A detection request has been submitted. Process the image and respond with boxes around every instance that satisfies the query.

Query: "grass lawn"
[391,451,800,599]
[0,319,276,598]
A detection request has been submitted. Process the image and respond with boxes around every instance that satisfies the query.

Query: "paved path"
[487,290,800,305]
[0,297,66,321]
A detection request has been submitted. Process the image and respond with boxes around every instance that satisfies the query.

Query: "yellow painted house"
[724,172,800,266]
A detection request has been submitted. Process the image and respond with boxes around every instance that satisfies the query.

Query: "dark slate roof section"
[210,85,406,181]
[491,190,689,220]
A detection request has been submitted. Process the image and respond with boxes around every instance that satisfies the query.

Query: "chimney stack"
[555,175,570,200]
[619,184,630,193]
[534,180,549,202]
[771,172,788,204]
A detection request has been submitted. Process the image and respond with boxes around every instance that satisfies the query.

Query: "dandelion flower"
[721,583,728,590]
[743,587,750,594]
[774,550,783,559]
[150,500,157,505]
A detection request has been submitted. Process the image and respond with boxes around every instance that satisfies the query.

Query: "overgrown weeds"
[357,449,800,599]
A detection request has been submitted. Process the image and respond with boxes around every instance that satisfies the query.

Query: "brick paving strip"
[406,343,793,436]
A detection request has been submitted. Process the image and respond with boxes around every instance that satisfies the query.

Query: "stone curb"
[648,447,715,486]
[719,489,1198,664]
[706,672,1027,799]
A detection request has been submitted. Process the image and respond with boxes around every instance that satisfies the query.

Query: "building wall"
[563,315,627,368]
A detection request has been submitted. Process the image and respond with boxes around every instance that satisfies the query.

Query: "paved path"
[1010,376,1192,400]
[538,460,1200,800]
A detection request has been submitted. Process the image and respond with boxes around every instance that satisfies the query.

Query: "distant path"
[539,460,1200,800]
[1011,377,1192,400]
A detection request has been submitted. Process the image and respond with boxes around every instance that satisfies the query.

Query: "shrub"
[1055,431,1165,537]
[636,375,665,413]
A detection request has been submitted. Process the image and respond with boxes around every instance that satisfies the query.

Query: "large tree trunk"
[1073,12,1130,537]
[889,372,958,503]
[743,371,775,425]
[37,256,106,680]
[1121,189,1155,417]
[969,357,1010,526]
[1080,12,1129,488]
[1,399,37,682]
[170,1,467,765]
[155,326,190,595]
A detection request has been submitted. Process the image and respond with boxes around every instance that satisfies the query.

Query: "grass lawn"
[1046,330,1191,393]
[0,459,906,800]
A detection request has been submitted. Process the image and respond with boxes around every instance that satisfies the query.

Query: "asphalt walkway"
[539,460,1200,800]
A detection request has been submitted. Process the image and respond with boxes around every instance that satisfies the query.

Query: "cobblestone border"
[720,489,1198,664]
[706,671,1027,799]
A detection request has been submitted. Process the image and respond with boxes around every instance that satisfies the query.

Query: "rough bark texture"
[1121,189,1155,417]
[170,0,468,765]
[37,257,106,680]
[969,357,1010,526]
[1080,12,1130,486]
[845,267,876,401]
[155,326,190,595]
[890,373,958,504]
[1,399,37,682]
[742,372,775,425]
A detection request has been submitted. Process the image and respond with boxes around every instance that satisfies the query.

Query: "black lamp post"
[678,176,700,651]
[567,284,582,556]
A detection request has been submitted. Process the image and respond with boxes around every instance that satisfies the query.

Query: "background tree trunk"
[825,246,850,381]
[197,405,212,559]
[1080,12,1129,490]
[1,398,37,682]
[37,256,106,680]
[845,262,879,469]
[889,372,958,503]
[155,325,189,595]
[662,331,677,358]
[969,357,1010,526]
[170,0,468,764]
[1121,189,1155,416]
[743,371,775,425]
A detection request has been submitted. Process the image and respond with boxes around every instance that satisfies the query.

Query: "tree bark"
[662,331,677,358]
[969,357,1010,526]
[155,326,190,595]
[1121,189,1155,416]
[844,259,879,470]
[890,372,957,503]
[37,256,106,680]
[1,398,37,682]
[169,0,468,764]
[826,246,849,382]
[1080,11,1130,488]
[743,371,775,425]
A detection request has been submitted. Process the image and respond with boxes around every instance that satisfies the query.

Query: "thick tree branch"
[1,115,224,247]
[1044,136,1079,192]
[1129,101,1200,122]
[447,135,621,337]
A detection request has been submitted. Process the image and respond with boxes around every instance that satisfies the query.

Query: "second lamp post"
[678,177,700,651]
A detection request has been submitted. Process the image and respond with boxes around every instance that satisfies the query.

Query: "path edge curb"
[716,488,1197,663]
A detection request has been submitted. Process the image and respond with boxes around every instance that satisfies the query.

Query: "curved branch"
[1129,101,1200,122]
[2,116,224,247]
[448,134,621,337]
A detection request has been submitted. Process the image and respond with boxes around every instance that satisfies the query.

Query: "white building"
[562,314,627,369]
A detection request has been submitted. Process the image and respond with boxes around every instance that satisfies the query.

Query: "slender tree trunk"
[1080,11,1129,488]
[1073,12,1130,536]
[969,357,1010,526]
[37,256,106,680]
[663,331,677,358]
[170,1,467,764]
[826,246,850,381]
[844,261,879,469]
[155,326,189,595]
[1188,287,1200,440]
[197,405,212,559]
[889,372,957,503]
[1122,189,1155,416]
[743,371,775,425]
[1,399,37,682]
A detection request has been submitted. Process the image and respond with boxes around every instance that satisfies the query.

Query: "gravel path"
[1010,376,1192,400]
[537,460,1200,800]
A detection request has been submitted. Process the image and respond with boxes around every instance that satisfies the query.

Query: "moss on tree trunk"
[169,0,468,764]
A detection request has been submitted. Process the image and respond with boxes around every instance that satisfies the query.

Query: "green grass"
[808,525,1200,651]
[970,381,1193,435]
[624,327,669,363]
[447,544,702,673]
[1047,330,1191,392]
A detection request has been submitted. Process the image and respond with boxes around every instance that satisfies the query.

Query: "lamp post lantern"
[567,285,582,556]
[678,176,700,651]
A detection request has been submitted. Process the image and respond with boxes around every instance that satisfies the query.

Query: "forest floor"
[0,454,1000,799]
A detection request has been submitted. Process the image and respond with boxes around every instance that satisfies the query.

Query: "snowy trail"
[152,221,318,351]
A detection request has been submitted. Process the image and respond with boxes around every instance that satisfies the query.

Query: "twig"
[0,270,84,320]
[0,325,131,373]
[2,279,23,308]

■ ■ ■ ■

§ Work to complete
Each line of the records must be reproduced exactly.

§ Result of the exercise
A detection request has been submitted. Process the image and respond with boxes around every instance that satisfies the query.

Query: "grass lawn"
[391,451,800,599]
[0,319,276,598]
A detection request has been submitted. Process the image and respond with boxes around every instance that satisfies the query.

Query: "paved path"
[487,290,800,305]
[0,297,66,321]
A detection request has been submitted. Process the image and respond with boxes around every instance that satisfies the query.

Query: "yellow painted house"
[724,172,800,266]
A detection request has been submitted. Process the image and respond with boxes around every instance that satisfies the query.

Query: "dark slate roof section"
[210,85,406,181]
[491,190,689,220]
A detection request has been submitted. Process the image and respond with boxes around every instance that satisfies the query.

Query: "chimney stack"
[555,175,570,200]
[619,184,630,193]
[534,180,549,202]
[771,172,788,204]
A detection request has been submitted. Process the image and respond with boxes around every instance that satisfies the query.

Query: "dandelion flower"
[721,583,728,590]
[743,587,750,594]
[774,550,783,559]
[150,500,157,505]
A detection request has been submitted. Process the image and respond with boxes around every instance that satisfies the query.

Query: "overgrown weeds"
[357,449,800,599]
A detection request has been submitted. Process the image and respond with boxes around every instance that satisfies the query.

Query: "brick paving strip"
[406,343,793,436]
A detection request has been submitted. Process the image and respond with boxes around every instance that satisfies the query.

Query: "stone curb"
[648,447,715,486]
[719,489,1198,664]
[706,672,1027,799]
A detection request has been submitted. Process the image and respond with boxes around every instance that satisfies the query.

Query: "building wall"
[563,315,627,368]
A detection request has been submitted. Process the image and respond with boxes around every instance that satisfies the query.

Query: "paved path"
[1010,376,1192,400]
[538,460,1200,800]
A detection request has been submitted. Process the image and respond with boxes around every instance that satisfies the query.

Query: "distant path"
[539,460,1200,800]
[1011,377,1192,400]
A detection request has been submitted. Process the image and respond with boxes around every instance that satisfies the query.

Query: "shrub"
[1055,431,1165,537]
[636,375,665,413]
A detection request has been submitted. Process the image and respond with boxes around every instance that satisfies the query.

Query: "large tree trunk"
[1073,12,1130,537]
[889,372,958,503]
[743,371,775,425]
[37,256,106,680]
[1121,189,1155,417]
[969,357,1010,526]
[1080,12,1129,488]
[1,399,37,682]
[170,1,467,765]
[155,326,190,595]
A detection request has been submitted. Process the image and respond with boxes around every instance that satisfies the query.

Query: "grass lawn"
[1046,330,1191,393]
[0,459,906,800]
A detection request has been submitted. Process the image and respond with boxes around every instance that satisfies the query.

Query: "asphalt walkway"
[539,460,1200,800]
A detection request has been submitted. Process the image and respond with boxes around every instance that satisfies the query.

Query: "cobblestone border"
[720,489,1198,664]
[706,671,1027,799]
A detection request has been submitted. Process the image and respond with boxes around every instance that satisfies the query.

Query: "rough bark texture"
[1121,189,1155,417]
[170,0,468,765]
[37,257,106,680]
[969,357,1010,526]
[1080,12,1130,486]
[845,267,876,401]
[155,326,190,595]
[890,373,958,504]
[1,399,37,682]
[742,372,775,425]
A detection request has been submitted. Process the image and respond with boxes around every instance that satisfies the query.

Query: "black lamp post"
[678,176,700,651]
[567,284,582,556]
A detection request has been submitted. Process the image and respond with boxes around every instance that satisfies the query.

Query: "background tree trunk"
[825,246,850,381]
[197,405,212,559]
[1080,12,1129,490]
[1,398,37,682]
[37,256,106,680]
[845,262,879,469]
[889,372,958,503]
[155,325,189,595]
[662,331,677,358]
[969,357,1010,526]
[170,0,468,764]
[1121,189,1155,416]
[743,371,775,425]
A detection request has been submitted. Process the image and respond with boxes around every instance that satisfies the query.

Query: "tree bark"
[662,331,677,358]
[969,357,1010,526]
[155,326,190,595]
[1121,189,1155,416]
[844,259,879,470]
[890,372,957,503]
[37,256,106,680]
[1,398,37,682]
[169,0,468,764]
[826,246,849,382]
[1080,11,1130,488]
[743,371,775,425]
A detection request has been submitted. Process the image and respond with boxes around every instance that satisfies the query.

Query: "thick tree branch"
[1,115,224,247]
[1044,136,1079,192]
[1129,101,1200,122]
[447,135,621,337]
A detection request has been submitted. Process the image and respond with boxes around every instance that satisfies the query.

Query: "second lamp post"
[678,177,700,651]
A detection request has been submitted. Process the image and respond with boxes around every instance that satisfies the query.

Query: "path edge curb"
[716,488,1197,663]
A detection request has been submitted. Process the image and respond with boxes around every instance that satisfies the query.

Query: "curved branch"
[1129,101,1200,122]
[2,116,224,247]
[448,134,621,337]
A detection request has been submitted. Process the image and respond with boxes around every instance that satisfies the query.

Query: "white building"
[562,314,627,369]
A detection request has been submitted. Process the image and respond with boxes around every instance that satisfies the query.

Query: "slender tree trunk"
[1080,11,1129,488]
[1073,12,1130,536]
[969,357,1010,526]
[37,256,106,680]
[663,331,677,358]
[170,1,467,764]
[826,246,850,381]
[844,261,879,469]
[155,326,189,595]
[1188,287,1200,440]
[197,405,212,559]
[889,372,957,503]
[1122,189,1155,416]
[743,371,775,425]
[1,399,37,682]
A detection request has been submitted. Process the image and respond with boxes around every instance that satisfies the query.

Query: "gravel path"
[1010,376,1192,400]
[537,460,1200,800]
A detection request has been submitted. Process the image and respond with boxes around every instance that satisfies the query.

Query: "moss on tree trunk"
[169,0,468,764]
A detection request has been submitted. Process the image and respond with boxes around every instance that satisfies the query.

Query: "green grass"
[808,525,1200,651]
[970,381,1193,435]
[624,327,669,363]
[447,544,702,673]
[1047,330,1191,392]
A detection request has been submitted. Process the image and respond with boxes around every instance that satisfies the query.

Query: "lamp post lantern"
[567,285,582,556]
[678,176,700,651]
A detection request has been submitted. Process the image and respond with boxes around every instance that satisfies the query.

Query: "forest floor"
[0,454,1000,799]
A detection request has been submitted. Process the image and respond with boxes around every instance that satisfies the query.

Query: "snowy trail"
[152,221,318,351]
A detection request has been submitted. Process the image and respond with boxes around every instance that satisfies the query.

Query: "twig"
[0,270,84,320]
[0,325,131,373]
[2,279,23,308]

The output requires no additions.